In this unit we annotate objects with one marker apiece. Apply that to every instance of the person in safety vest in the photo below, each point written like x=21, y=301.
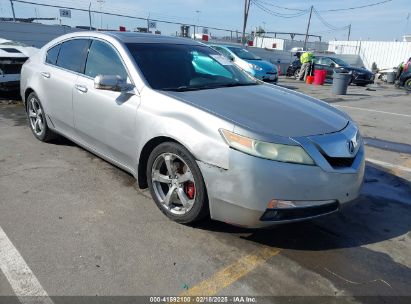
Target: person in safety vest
x=306, y=60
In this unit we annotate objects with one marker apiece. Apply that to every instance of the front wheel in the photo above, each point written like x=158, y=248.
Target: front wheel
x=176, y=183
x=297, y=74
x=407, y=84
x=37, y=119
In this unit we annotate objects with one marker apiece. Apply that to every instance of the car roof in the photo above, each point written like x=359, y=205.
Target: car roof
x=133, y=37
x=129, y=37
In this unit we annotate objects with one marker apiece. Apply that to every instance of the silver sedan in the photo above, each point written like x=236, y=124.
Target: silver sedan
x=206, y=138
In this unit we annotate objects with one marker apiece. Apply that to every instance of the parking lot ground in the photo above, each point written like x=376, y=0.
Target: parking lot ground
x=84, y=228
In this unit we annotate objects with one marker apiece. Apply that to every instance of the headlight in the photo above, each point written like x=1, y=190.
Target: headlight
x=277, y=152
x=255, y=67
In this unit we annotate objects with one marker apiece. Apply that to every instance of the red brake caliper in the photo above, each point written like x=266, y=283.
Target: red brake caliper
x=190, y=190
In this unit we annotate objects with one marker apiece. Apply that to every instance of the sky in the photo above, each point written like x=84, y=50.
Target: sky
x=386, y=21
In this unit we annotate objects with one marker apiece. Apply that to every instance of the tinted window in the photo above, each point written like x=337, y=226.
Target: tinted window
x=186, y=67
x=73, y=54
x=243, y=53
x=52, y=54
x=325, y=61
x=224, y=52
x=103, y=60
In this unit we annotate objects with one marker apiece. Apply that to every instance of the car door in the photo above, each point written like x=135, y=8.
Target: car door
x=63, y=62
x=106, y=120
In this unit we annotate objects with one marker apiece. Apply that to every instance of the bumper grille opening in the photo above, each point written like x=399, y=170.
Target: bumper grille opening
x=339, y=162
x=290, y=214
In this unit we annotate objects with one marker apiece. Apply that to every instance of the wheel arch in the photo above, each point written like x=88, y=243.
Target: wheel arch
x=27, y=92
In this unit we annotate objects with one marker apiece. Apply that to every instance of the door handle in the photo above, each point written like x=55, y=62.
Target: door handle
x=81, y=88
x=45, y=74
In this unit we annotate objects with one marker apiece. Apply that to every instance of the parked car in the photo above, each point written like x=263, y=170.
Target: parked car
x=360, y=76
x=249, y=62
x=405, y=78
x=205, y=137
x=12, y=56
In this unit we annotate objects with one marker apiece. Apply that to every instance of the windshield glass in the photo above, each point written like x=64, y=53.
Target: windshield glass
x=181, y=67
x=243, y=54
x=340, y=62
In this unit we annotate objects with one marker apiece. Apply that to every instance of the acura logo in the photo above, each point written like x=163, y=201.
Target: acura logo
x=351, y=146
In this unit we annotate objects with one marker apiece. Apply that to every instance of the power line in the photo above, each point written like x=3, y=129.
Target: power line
x=356, y=7
x=273, y=13
x=283, y=7
x=119, y=15
x=323, y=21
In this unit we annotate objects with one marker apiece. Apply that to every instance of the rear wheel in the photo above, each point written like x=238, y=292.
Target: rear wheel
x=37, y=119
x=176, y=183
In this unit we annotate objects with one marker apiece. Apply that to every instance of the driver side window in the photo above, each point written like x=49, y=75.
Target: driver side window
x=104, y=60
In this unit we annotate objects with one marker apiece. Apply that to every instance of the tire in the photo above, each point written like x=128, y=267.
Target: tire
x=37, y=119
x=407, y=84
x=297, y=74
x=183, y=197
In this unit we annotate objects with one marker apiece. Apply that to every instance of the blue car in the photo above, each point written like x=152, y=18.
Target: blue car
x=249, y=62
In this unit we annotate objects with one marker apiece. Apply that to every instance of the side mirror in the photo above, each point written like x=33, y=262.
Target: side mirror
x=111, y=83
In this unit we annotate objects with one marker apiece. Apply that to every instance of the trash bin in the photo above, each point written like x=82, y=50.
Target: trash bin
x=319, y=77
x=340, y=83
x=391, y=77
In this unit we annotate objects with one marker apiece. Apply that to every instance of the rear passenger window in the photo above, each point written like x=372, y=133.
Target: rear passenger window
x=73, y=54
x=52, y=54
x=103, y=60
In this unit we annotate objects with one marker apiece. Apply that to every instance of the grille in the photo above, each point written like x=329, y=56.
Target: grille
x=339, y=162
x=298, y=213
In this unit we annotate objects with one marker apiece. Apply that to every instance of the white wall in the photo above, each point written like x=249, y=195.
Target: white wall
x=287, y=44
x=385, y=54
x=33, y=34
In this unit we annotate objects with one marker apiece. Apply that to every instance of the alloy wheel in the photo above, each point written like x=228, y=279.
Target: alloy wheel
x=173, y=183
x=36, y=116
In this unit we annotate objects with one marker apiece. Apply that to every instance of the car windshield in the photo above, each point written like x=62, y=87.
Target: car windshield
x=184, y=67
x=340, y=62
x=243, y=54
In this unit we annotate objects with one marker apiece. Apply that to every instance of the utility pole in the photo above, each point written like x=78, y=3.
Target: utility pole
x=308, y=27
x=89, y=14
x=101, y=2
x=246, y=10
x=12, y=9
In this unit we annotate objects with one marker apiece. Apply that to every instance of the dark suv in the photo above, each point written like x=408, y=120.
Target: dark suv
x=360, y=76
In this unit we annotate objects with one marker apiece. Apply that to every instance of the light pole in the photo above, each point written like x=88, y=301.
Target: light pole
x=12, y=9
x=101, y=2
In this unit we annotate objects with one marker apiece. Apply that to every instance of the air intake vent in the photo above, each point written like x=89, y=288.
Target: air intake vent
x=339, y=162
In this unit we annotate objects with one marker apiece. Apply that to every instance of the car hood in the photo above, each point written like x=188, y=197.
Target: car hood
x=265, y=65
x=355, y=69
x=266, y=109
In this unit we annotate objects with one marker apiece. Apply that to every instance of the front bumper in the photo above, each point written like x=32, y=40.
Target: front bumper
x=241, y=194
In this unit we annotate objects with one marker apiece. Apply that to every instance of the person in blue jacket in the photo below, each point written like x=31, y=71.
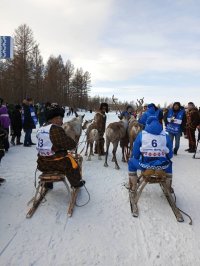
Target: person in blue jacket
x=175, y=123
x=152, y=110
x=152, y=150
x=128, y=113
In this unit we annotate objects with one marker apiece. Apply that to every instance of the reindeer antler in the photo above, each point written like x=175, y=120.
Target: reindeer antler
x=115, y=102
x=139, y=103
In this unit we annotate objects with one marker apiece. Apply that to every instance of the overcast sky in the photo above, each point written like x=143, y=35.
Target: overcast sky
x=132, y=48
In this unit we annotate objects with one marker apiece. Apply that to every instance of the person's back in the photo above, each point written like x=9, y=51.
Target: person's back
x=152, y=150
x=152, y=145
x=53, y=145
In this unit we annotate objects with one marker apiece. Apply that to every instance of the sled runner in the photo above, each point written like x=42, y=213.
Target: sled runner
x=153, y=177
x=42, y=190
x=52, y=177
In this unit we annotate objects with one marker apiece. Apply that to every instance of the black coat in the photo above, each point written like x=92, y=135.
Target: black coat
x=16, y=121
x=28, y=120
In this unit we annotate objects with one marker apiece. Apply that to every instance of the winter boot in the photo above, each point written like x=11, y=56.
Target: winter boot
x=13, y=140
x=18, y=141
x=133, y=181
x=101, y=147
x=169, y=183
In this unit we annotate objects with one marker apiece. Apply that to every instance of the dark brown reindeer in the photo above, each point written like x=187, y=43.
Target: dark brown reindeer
x=92, y=135
x=73, y=128
x=114, y=133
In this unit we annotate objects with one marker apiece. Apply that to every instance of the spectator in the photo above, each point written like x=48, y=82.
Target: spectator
x=5, y=122
x=29, y=121
x=193, y=120
x=16, y=125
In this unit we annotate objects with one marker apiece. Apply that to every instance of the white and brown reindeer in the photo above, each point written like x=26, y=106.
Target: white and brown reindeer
x=92, y=135
x=73, y=128
x=114, y=133
x=134, y=127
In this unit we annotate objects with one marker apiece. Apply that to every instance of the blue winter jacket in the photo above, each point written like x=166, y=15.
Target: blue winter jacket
x=155, y=128
x=174, y=121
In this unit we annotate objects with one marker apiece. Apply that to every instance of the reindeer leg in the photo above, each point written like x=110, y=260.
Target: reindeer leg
x=92, y=151
x=123, y=158
x=99, y=151
x=114, y=155
x=86, y=148
x=106, y=157
x=89, y=157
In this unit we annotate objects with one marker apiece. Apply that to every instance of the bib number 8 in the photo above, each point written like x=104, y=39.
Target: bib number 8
x=154, y=143
x=40, y=143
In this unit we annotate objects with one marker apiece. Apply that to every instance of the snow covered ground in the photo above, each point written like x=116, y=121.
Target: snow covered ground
x=103, y=232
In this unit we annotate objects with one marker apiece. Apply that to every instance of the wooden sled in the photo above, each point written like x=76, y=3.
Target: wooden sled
x=153, y=177
x=41, y=191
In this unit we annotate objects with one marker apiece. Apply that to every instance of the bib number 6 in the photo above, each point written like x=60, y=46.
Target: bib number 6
x=154, y=143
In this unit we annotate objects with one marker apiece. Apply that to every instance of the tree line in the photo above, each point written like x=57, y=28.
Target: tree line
x=27, y=76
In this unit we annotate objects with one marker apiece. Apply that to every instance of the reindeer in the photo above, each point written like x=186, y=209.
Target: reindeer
x=134, y=127
x=114, y=133
x=92, y=135
x=73, y=128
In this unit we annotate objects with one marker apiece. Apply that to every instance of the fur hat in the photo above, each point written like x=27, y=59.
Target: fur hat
x=104, y=105
x=54, y=110
x=1, y=101
x=177, y=103
x=151, y=105
x=18, y=107
x=191, y=103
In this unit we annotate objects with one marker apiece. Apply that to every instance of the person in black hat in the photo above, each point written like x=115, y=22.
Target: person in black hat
x=193, y=120
x=100, y=120
x=53, y=145
x=16, y=125
x=175, y=122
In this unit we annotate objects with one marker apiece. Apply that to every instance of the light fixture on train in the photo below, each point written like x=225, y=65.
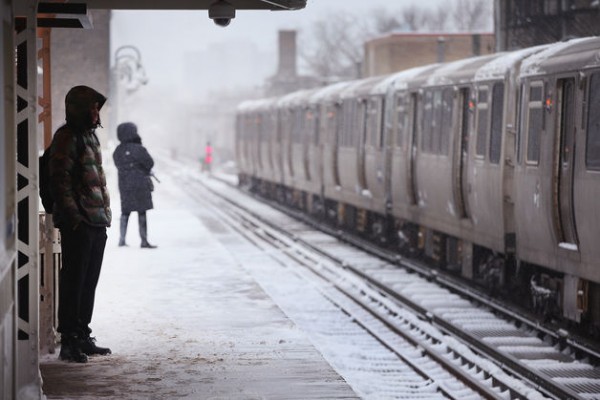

* **What is needed**: Starting with the line that contains "like x=27, y=59." and going on through the end of the data, write those lines out again but swap "fur hat" for "wool cap" wherever it appears, changing nothing else. Leave the pictures out of your answer.

* **Result of the task**:
In this unit we annotate objects with one marker apiece. Apply that to every instance of the wool cap in the photo above, each point written like x=27, y=59.
Target: wool cap
x=104, y=105
x=54, y=110
x=1, y=101
x=177, y=103
x=151, y=105
x=18, y=107
x=191, y=103
In this unit we annotate objects with one marker apiece. Apply that to every instance of the person in black hat in the photo above, each point written like x=115, y=22.
Target: person in black hat
x=193, y=120
x=100, y=120
x=53, y=145
x=16, y=125
x=175, y=122
In this unit we annotate objects with one marker apiece. Apply that to every instance of the light fixture on train in the photo below, each point written like x=225, y=65.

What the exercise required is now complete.